• **EXCERPT**:
Fig. 37.—Columnar dike.
2. Contraction joints or shrinkage cracks.—That many cracks in rocks are due to shrinkage, there can be no doubt. The shrinkage may result from the drying of sedimentary rocks; but more generally from the cooling of eruptive rocks. Every one has noticed in warm weather, the cracks in layers of mud or clay on the shore, or where pools of water have dried up; and we have already seen that these sun-cracks are often preserved in the hard rocks. They have certain characteristic features by which they may be distinguished from the joints of the first class. They divide the clay into irregular, angular blocks, which often show a tendency to be hexagonal instead of quadrangular. The cracks are continually uniting and dividing, but are not parallel, and rarely cross each other. Sun-cracks never affect more than a few feet in thickness of clay, and are an insignificant structural feature of sedimentary rocks. In eruptive rocks, on the other hand, the contraction joints have a very extensive, and, in some cases, a very perfect development, culminating in the prismatic or columnar jointing of the basaltic rocks. This remarkable structure has long excited the interest of geologists, and, although the basalt columns were once regarded as crystals, and later as a species of concretionary structure, it is now generally recognized as the normal result of slow cooling in a homogeneous, brittle mass. The columns are normally hexagonal, and perpendicular to the cooling surface, being vertical in horizontal sheets and lava flows, as in the classic examples of the Giant’s Causeway and Fingal’s Cave, and horizontal in vertical dikes ([Fig. 37]). They begin to grow on the cooling surface of the mass and gradually extend toward the centre, so that dikes frequently show two independent sets of columns.

• **STATED TASK**:
Decide whether each statement agrees with the passage on contraction joints, and answer yes or no, quoting the words of the passage that settle it: (a) Sun-cracks in clay usually cross one another. (b) Basalt columns are now generally seen as the result of slow cooling. (c) Sun-cracks can reach through many feet of clay.

• **RAW RECORDS**:
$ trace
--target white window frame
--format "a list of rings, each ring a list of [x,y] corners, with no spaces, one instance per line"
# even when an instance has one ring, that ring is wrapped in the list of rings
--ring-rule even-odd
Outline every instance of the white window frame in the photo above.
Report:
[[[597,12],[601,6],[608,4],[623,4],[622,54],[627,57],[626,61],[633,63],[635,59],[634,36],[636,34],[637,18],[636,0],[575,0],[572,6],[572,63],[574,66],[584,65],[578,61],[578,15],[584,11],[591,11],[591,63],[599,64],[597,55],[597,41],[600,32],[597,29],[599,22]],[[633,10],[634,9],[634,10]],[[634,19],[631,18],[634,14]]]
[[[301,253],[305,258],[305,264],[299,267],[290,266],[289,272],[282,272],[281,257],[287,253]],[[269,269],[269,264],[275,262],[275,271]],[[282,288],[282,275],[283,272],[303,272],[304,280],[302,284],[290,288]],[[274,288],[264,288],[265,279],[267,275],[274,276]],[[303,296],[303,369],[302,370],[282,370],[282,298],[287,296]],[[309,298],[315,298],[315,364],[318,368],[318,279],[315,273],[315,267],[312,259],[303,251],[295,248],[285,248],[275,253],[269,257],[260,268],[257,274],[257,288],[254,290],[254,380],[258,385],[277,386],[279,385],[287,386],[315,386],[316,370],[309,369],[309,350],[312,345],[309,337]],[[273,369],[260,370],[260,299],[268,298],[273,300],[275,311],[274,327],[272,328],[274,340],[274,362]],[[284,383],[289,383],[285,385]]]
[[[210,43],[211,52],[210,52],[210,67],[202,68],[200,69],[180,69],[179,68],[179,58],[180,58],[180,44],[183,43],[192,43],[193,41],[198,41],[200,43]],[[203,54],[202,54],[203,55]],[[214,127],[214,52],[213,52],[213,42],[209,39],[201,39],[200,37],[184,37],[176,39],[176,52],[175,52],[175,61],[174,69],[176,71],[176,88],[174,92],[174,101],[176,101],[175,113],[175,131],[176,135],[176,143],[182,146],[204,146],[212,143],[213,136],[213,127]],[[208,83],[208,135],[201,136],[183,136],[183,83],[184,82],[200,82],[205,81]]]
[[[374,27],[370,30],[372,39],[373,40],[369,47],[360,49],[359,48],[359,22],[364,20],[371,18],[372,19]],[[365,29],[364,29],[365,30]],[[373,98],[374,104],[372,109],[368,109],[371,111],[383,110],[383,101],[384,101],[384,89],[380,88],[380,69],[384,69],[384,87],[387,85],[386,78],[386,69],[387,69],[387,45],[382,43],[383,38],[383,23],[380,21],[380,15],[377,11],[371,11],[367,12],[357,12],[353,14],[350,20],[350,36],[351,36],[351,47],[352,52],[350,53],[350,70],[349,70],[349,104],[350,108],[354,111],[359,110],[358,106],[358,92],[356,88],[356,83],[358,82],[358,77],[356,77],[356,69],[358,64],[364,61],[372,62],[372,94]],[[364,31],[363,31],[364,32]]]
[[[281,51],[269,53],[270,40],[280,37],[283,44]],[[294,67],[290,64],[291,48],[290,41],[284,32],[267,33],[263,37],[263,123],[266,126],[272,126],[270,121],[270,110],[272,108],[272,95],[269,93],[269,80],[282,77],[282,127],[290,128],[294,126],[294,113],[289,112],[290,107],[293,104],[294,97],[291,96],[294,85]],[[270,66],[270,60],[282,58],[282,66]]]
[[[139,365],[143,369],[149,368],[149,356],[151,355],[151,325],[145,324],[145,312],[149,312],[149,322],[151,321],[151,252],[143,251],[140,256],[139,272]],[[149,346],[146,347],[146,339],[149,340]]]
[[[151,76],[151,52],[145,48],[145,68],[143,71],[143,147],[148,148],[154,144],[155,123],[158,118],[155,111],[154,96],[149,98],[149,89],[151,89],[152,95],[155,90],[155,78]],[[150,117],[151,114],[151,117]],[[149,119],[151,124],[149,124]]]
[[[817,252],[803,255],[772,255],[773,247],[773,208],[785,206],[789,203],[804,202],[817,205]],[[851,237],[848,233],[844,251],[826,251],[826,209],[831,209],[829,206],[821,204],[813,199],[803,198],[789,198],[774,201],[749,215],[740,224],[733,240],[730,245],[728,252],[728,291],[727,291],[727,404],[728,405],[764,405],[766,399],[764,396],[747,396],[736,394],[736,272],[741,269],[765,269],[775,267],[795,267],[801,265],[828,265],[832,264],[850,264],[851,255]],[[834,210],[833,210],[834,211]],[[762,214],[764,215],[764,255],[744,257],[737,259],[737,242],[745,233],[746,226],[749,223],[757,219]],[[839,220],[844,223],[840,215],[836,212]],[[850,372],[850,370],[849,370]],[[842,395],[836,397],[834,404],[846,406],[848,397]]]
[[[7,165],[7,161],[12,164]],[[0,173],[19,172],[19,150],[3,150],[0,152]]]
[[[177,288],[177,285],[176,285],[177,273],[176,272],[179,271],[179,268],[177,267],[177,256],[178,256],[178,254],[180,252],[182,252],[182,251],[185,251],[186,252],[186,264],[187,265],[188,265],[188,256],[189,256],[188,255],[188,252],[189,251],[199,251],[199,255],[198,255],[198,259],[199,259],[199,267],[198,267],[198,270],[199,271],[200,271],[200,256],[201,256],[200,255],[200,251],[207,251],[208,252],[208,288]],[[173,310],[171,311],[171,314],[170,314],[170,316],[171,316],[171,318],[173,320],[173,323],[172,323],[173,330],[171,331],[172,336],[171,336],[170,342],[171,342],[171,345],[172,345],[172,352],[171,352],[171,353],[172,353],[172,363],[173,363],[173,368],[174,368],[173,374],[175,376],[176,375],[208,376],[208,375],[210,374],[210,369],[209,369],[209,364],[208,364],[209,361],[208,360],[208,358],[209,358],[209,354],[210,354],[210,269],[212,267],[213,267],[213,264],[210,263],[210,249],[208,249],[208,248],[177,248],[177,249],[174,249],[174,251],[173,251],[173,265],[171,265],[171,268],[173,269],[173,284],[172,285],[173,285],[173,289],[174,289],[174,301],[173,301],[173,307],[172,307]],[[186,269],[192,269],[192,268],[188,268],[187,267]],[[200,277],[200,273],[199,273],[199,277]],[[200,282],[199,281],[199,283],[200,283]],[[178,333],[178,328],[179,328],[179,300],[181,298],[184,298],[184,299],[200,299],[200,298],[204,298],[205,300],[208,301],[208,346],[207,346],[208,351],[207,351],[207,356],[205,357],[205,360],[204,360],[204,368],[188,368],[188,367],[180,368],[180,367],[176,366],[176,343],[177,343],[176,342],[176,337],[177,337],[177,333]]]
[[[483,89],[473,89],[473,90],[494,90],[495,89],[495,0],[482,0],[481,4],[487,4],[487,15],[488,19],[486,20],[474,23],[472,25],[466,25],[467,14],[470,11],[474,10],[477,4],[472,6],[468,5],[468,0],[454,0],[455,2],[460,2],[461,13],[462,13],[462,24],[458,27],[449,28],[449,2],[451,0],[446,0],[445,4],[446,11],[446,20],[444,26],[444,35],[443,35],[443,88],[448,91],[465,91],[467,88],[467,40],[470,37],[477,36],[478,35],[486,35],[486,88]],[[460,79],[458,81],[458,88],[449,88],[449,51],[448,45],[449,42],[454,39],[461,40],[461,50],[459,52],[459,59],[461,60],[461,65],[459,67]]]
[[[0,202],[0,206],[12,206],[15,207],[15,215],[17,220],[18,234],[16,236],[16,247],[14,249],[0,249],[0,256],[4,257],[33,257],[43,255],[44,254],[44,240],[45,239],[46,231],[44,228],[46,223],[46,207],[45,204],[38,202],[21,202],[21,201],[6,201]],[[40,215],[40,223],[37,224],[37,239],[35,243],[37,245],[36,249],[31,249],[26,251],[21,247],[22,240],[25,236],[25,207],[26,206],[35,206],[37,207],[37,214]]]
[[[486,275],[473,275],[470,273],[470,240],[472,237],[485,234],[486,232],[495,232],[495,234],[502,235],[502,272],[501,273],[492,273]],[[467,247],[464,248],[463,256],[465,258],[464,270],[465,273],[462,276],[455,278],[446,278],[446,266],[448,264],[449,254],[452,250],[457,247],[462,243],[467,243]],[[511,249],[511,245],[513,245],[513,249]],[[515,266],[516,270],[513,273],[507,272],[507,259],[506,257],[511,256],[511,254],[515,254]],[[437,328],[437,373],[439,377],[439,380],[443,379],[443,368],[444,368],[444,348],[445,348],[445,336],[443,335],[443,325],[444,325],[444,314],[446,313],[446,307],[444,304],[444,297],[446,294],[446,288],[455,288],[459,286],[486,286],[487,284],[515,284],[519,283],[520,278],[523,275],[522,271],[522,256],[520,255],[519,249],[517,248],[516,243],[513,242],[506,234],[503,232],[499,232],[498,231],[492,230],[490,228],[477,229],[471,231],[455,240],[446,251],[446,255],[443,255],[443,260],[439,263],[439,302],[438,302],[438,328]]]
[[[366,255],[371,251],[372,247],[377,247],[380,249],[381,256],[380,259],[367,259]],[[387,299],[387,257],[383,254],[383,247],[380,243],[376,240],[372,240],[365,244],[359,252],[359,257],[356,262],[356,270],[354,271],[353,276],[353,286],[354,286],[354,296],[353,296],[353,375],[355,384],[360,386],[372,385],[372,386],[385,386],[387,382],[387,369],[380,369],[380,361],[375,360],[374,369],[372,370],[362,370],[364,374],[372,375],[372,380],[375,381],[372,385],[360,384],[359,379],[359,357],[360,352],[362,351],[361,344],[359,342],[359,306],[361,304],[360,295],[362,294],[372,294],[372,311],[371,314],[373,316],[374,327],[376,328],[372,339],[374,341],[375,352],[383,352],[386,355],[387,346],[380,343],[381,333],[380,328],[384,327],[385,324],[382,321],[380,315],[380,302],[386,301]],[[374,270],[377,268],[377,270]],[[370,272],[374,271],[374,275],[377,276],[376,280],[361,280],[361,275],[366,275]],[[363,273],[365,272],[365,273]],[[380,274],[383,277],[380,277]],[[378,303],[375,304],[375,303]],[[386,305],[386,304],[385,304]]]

• **RESULT BELOW**:
(a) No: "are not parallel, and rarely cross each other."
(b) Yes: "it is now generally recognized as the normal result of slow cooling in a homogeneous, brittle mass."
(c) No: "Sun-cracks never affect more than a few feet in thickness of clay."